>> start EXERCISE MATERIALS

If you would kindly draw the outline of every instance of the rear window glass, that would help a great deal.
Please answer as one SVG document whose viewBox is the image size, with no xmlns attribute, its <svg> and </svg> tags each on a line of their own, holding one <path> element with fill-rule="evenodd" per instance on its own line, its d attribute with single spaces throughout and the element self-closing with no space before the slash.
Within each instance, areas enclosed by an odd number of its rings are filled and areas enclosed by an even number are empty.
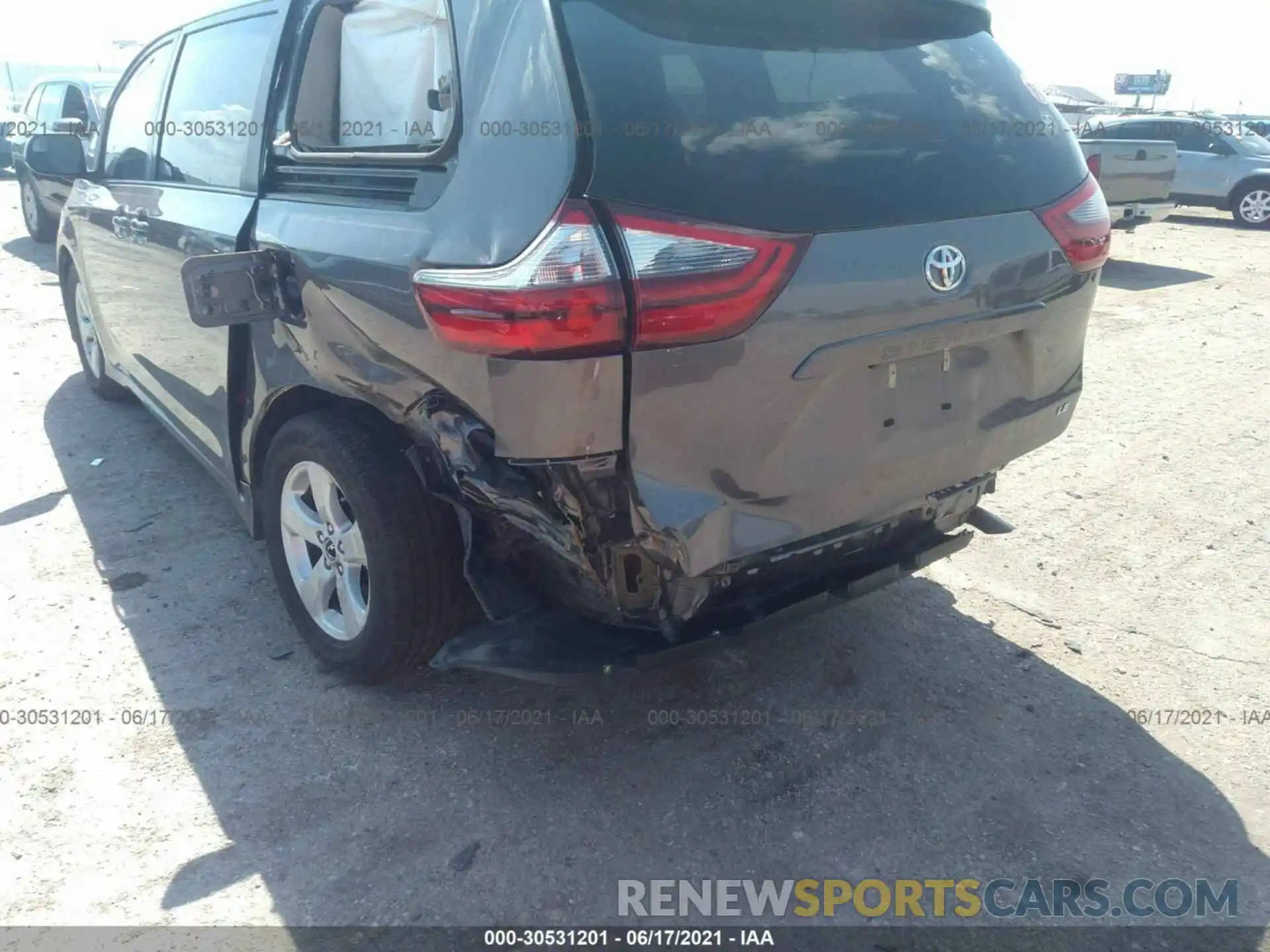
<svg viewBox="0 0 1270 952">
<path fill-rule="evenodd" d="M 951 0 L 558 0 L 589 194 L 777 231 L 1044 206 L 1074 135 Z"/>
</svg>

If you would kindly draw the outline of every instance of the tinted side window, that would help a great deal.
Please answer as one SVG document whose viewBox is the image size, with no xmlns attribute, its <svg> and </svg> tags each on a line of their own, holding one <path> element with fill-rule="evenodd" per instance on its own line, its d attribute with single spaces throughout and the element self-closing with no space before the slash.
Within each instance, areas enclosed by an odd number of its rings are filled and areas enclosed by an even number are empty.
<svg viewBox="0 0 1270 952">
<path fill-rule="evenodd" d="M 1214 137 L 1198 123 L 1179 122 L 1173 124 L 1168 138 L 1184 152 L 1206 152 Z"/>
<path fill-rule="evenodd" d="M 145 179 L 154 149 L 154 123 L 159 113 L 163 81 L 171 58 L 171 43 L 151 52 L 128 76 L 114 102 L 107 127 L 108 179 Z"/>
<path fill-rule="evenodd" d="M 36 113 L 36 121 L 43 126 L 41 132 L 47 132 L 47 127 L 53 119 L 62 118 L 62 99 L 65 95 L 65 83 L 50 83 L 44 86 L 44 94 L 39 98 L 39 110 Z"/>
<path fill-rule="evenodd" d="M 253 113 L 274 23 L 268 14 L 185 37 L 164 114 L 160 182 L 237 188 L 260 127 Z"/>
</svg>

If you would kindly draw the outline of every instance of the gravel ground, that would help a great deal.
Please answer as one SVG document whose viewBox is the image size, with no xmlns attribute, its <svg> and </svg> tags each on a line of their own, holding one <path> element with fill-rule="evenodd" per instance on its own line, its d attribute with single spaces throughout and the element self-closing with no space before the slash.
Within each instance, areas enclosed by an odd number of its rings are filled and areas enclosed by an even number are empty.
<svg viewBox="0 0 1270 952">
<path fill-rule="evenodd" d="M 1035 875 L 1238 878 L 1264 925 L 1270 232 L 1115 248 L 1076 419 L 999 480 L 1013 534 L 653 675 L 364 689 L 212 479 L 86 390 L 0 180 L 0 708 L 100 717 L 0 727 L 0 922 L 550 925 L 617 922 L 618 878 Z M 701 708 L 767 713 L 649 724 Z M 1227 717 L 1128 713 L 1179 708 Z M 552 718 L 466 722 L 500 710 Z"/>
</svg>

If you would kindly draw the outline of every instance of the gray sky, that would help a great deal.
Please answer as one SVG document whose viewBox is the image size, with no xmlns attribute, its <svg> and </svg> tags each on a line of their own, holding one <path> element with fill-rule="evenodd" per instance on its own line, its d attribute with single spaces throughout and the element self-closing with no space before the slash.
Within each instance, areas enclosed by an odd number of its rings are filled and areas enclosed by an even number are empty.
<svg viewBox="0 0 1270 952">
<path fill-rule="evenodd" d="M 118 66 L 110 39 L 150 39 L 225 0 L 9 0 L 0 60 Z M 1029 76 L 1111 94 L 1116 72 L 1171 70 L 1161 108 L 1270 114 L 1270 0 L 988 0 L 994 32 Z M 24 24 L 29 20 L 29 25 Z M 65 33 L 50 23 L 67 24 Z M 1132 102 L 1132 100 L 1123 100 Z"/>
</svg>

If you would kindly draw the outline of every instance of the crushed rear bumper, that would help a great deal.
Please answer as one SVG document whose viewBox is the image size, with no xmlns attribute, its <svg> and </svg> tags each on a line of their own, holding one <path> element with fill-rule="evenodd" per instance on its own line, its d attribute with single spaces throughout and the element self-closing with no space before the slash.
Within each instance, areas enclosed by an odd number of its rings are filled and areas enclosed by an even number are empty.
<svg viewBox="0 0 1270 952">
<path fill-rule="evenodd" d="M 668 642 L 657 631 L 611 627 L 563 609 L 530 612 L 469 628 L 442 646 L 432 659 L 432 666 L 438 670 L 467 668 L 554 684 L 659 668 L 725 645 L 737 645 L 795 618 L 876 592 L 959 552 L 973 536 L 965 529 L 951 536 L 931 531 L 903 546 L 879 552 L 869 562 L 822 579 L 817 585 L 820 590 L 814 594 L 804 597 L 792 588 L 773 590 L 766 600 L 752 603 L 752 621 L 701 630 L 679 644 Z"/>
</svg>

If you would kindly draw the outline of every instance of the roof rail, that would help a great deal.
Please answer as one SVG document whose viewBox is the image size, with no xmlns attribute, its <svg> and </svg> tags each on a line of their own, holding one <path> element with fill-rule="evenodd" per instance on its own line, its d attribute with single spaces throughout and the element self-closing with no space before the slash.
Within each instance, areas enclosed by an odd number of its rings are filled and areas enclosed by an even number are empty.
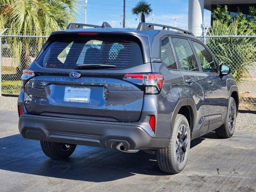
<svg viewBox="0 0 256 192">
<path fill-rule="evenodd" d="M 107 22 L 103 22 L 101 26 L 99 25 L 84 24 L 83 23 L 70 23 L 68 24 L 67 29 L 82 29 L 83 26 L 94 27 L 94 28 L 111 28 L 111 26 Z"/>
<path fill-rule="evenodd" d="M 141 22 L 139 24 L 139 25 L 138 25 L 138 27 L 137 28 L 137 30 L 140 31 L 154 30 L 154 26 L 162 27 L 163 28 L 163 30 L 169 30 L 169 29 L 175 29 L 176 30 L 182 31 L 186 34 L 188 34 L 189 35 L 191 35 L 194 36 L 193 34 L 191 32 L 186 30 L 184 30 L 184 29 L 172 27 L 172 26 L 168 26 L 168 25 L 162 25 L 161 24 L 156 24 L 154 23 L 144 23 Z"/>
</svg>

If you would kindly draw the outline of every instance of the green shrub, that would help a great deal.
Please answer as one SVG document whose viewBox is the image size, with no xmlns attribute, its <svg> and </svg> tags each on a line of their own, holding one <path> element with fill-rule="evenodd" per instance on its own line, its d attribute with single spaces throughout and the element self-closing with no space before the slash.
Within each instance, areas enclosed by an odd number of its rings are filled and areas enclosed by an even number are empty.
<svg viewBox="0 0 256 192">
<path fill-rule="evenodd" d="M 210 35 L 252 35 L 253 29 L 239 27 L 235 21 L 229 25 L 214 21 Z M 232 67 L 232 73 L 238 82 L 250 77 L 249 71 L 254 71 L 256 61 L 256 38 L 210 38 L 206 44 L 221 64 Z"/>
</svg>

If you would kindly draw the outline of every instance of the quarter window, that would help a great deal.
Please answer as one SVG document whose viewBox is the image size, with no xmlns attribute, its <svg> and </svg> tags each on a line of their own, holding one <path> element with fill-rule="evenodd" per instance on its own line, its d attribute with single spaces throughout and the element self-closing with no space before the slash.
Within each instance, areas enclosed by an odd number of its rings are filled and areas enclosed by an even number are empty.
<svg viewBox="0 0 256 192">
<path fill-rule="evenodd" d="M 213 58 L 207 50 L 199 43 L 192 41 L 204 72 L 217 72 Z"/>
<path fill-rule="evenodd" d="M 187 39 L 172 38 L 173 45 L 182 70 L 199 71 L 196 60 Z"/>
<path fill-rule="evenodd" d="M 177 69 L 174 53 L 168 37 L 161 42 L 161 60 L 162 63 L 168 69 Z"/>
</svg>

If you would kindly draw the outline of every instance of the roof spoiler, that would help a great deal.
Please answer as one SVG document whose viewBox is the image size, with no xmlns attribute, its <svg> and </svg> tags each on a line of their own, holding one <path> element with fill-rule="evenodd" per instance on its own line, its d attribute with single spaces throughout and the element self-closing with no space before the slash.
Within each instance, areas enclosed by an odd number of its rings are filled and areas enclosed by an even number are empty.
<svg viewBox="0 0 256 192">
<path fill-rule="evenodd" d="M 185 34 L 194 36 L 191 32 L 186 30 L 184 30 L 184 29 L 180 29 L 179 28 L 177 28 L 177 27 L 174 27 L 172 26 L 162 25 L 161 24 L 156 24 L 154 23 L 144 23 L 143 22 L 141 22 L 139 24 L 139 25 L 138 25 L 138 27 L 137 28 L 137 30 L 139 31 L 154 30 L 154 26 L 162 27 L 163 28 L 163 30 L 169 30 L 169 29 L 174 29 L 175 30 L 182 31 Z"/>
<path fill-rule="evenodd" d="M 84 24 L 83 23 L 70 23 L 68 24 L 67 27 L 67 29 L 82 29 L 84 26 L 94 28 L 112 28 L 111 26 L 107 22 L 103 22 L 101 26 L 99 25 L 91 25 L 90 24 Z"/>
</svg>

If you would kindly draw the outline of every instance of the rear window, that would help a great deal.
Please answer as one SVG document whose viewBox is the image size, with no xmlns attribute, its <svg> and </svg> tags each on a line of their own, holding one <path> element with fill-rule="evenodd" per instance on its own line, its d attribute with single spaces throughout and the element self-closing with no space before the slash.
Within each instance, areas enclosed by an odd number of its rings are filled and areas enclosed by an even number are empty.
<svg viewBox="0 0 256 192">
<path fill-rule="evenodd" d="M 77 69 L 78 64 L 106 64 L 113 69 L 143 64 L 140 45 L 121 39 L 63 38 L 51 43 L 37 60 L 46 68 Z"/>
</svg>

>> end EXERCISE MATERIALS

* _WHAT YOU SHOULD DO_
Copy exactly the lines of the listing above, beginning at the line with "rear window, that would help a great deal." and ending at its final line; write out nothing else.

* _WRITTEN ANSWER_
If you would kindly draw the outline of every instance of the rear window, that would help a great deal.
Please answer as one SVG document whose viewBox is the image size, with no xmlns attribute, its <svg> and </svg> tags each on a line of their own, holding one <path> element with fill-rule="evenodd" per instance on its own line, its d attribute with single spaces throughout and the element self-closing with no space before the slash.
Within each instance, areas enclosed by an odd number of its rings are filled and areas enclosed by an even number are empty.
<svg viewBox="0 0 256 192">
<path fill-rule="evenodd" d="M 77 69 L 78 64 L 106 64 L 113 69 L 143 64 L 140 45 L 121 39 L 63 38 L 51 43 L 37 60 L 46 68 Z"/>
</svg>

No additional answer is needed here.